David Blaikie via llvm-dev
2019-Mar-29 18:12 UTC
[llvm-dev] Proposal for O1/Og Optimization and Code Generation Pipeline
Nice to have metrics - so thanks for mentioning that, even if it doesn't
end up being suitable, it's certainly worth looking at.
Did you do anything similar for the values of variables? I could imagine
"printing the value of a variable" (not necessarily being able to
modify
it) at all those locations should render the same value (not undefined).
& to me, that's actually where I would've guessed -Og (which might
be a
better discussion for a separate thread, to be honest - as much as it was
brought up in the subject of this thread) would diverge from -O1. Doing
things like "leaking the value of any variable at the end of its
scope" to
avoid dead store/unused value elimination ("oh, we saw the last use of this
variable half way through the function, so we reused its register for
something else later on") - and that's a case where that behavior
can't
really (that I can think of) be justified to be unconditional at -O1
(because it pessimizes the code in a way that /only/ gives improvements to
a debugger, really) - though I'm happy to be wrong/hear other opinions on
that.
So my model is more "-Og would be an even more pessimized -O1" (or
potentially -Og isn't really an optimization level, but an orthogonal
setting to optimization that does things like actively pessimize certain
features to make them more debuggable somewhat independently of what
optimizations are used - sort of like the sanitizers) but perhaps that's
inconsistent with what other folks have in mind.
- Dave
On Fri, Mar 29, 2019 at 6:41 AM via llvm-dev <llvm-dev at lists.llvm.org>
wrote:
> Awesome start.

__PROVIDED MATERIAL__
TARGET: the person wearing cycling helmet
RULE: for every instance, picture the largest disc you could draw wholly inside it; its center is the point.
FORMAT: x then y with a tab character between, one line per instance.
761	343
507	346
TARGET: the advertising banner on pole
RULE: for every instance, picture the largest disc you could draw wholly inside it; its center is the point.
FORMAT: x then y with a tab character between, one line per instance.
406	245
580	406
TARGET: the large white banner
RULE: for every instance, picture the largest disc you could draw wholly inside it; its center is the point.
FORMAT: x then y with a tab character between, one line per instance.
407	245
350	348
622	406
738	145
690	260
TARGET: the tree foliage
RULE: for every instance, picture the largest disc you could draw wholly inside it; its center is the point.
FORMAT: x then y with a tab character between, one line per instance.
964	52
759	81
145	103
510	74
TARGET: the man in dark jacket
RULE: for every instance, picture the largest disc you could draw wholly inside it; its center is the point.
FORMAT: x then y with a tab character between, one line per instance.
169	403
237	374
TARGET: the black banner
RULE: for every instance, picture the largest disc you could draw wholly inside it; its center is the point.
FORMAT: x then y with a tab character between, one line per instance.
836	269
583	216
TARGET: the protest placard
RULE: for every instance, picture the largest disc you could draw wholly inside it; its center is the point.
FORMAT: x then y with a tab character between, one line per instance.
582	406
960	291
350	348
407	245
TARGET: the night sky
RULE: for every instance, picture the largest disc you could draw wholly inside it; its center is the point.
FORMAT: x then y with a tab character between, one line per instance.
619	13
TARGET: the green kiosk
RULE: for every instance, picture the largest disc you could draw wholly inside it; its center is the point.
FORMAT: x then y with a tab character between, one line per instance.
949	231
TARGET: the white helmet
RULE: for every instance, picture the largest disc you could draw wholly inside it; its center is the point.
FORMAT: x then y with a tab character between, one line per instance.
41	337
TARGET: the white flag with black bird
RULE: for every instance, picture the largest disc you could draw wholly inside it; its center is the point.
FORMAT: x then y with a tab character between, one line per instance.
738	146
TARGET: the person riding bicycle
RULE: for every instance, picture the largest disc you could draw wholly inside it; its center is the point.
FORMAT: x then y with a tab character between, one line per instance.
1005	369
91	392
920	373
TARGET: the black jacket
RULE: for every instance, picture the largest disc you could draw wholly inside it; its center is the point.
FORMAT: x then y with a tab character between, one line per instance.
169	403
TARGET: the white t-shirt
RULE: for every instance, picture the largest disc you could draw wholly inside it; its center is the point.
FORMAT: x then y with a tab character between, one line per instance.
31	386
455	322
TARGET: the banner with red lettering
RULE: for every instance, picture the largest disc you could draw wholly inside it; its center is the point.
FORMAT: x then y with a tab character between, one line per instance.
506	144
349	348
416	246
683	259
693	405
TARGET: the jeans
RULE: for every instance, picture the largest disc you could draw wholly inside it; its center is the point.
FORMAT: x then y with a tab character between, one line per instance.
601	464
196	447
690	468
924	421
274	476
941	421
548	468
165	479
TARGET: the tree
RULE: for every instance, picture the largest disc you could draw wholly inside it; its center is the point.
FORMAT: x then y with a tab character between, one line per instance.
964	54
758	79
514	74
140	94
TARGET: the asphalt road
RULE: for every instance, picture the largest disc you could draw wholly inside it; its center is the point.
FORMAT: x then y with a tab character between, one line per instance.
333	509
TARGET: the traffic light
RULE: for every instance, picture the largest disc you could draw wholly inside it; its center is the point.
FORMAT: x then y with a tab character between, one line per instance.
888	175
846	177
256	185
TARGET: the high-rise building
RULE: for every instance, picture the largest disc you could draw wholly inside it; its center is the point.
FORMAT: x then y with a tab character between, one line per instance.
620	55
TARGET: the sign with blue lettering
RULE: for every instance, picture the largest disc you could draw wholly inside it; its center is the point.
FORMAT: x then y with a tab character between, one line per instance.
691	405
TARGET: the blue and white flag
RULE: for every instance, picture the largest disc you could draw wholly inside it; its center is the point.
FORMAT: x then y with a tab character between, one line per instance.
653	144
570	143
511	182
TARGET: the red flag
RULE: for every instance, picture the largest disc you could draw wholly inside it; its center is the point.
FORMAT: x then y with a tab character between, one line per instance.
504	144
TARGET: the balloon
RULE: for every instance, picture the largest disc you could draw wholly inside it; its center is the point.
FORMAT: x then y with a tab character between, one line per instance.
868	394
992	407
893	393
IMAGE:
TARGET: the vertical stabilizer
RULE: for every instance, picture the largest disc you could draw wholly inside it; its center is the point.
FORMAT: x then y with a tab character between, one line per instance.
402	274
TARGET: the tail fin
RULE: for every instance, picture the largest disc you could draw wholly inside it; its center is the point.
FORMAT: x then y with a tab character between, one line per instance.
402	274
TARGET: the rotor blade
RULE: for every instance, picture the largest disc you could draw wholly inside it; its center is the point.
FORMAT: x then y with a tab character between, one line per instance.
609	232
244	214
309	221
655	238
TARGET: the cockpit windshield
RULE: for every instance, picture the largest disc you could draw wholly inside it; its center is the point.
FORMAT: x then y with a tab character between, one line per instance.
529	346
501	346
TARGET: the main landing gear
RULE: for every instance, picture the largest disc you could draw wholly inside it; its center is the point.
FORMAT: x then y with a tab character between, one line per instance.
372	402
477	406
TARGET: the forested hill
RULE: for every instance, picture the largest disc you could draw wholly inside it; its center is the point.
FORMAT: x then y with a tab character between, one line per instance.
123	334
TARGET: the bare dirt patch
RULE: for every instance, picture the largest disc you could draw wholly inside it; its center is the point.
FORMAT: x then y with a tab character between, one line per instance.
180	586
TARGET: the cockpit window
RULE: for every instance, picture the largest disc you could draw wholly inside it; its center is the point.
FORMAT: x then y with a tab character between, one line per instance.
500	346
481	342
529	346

__TASK INSTRUCTIONS__
1. Summarize the mailing-list post on -Og and -O1 in two sentences.
2. Extend the mailing-list post on -Og and -O1 past its final line.

__THE ANSWERS__
1. David Blaikie welcomes the metrics that were mentioned and asks whether anything similar was done for variable values. He suggests that -Og might differ from -O1 by keeping variable values available until the end of their scope, a cost he thinks cannot be justified unconditionally at -O1, so he sees -Og as an even more pessimized -O1 or as a separate setting that makes code more debuggable.

2.
>
>
>
> Back when I did a similar project at HP/NonStop, the class of
> optimizations we turned off for our O1 (Og equivalent) tended to be those
> that reordered code or otherwise messed with the CFG. In fact one of our
> metrics was:
>
> - The set of breakpoint locations available at Og should be the
> same as those available at O0.
>
> This is pretty easy to measure. It can mean either turning off
> optimizations or doing a better job with the line table; either way you get
> the preferred user experience. Not saying *Clang* has to use the "must
be
> the same" criterion, but being able to measure this will be extremely
> helpful. Comparing the metric with/without a given pass will give us a
> good idea of how much that pass damages the single-stepping experience, and
> gives us hard data to decide whether certain passes should stay or go.
>
>
>
> I don't remember whether HP/NonStop turned off constant/value
propagation,
> but I *think* we did, because that can have a really bad effect on
> availability of variables. Now, if we're more industrious about
generating
> DIExpressions to recover values that get optimized away, that's
probably
> good enough, as usually you want to be looking at things and not so much
> modifying things during a debugging session.
>
>
>
> As for Sony's users in particular, working in a real-time environment
does
> constrain how much performance we can give away for other benefits like
> good debugging. I think we'll have to see how that falls out.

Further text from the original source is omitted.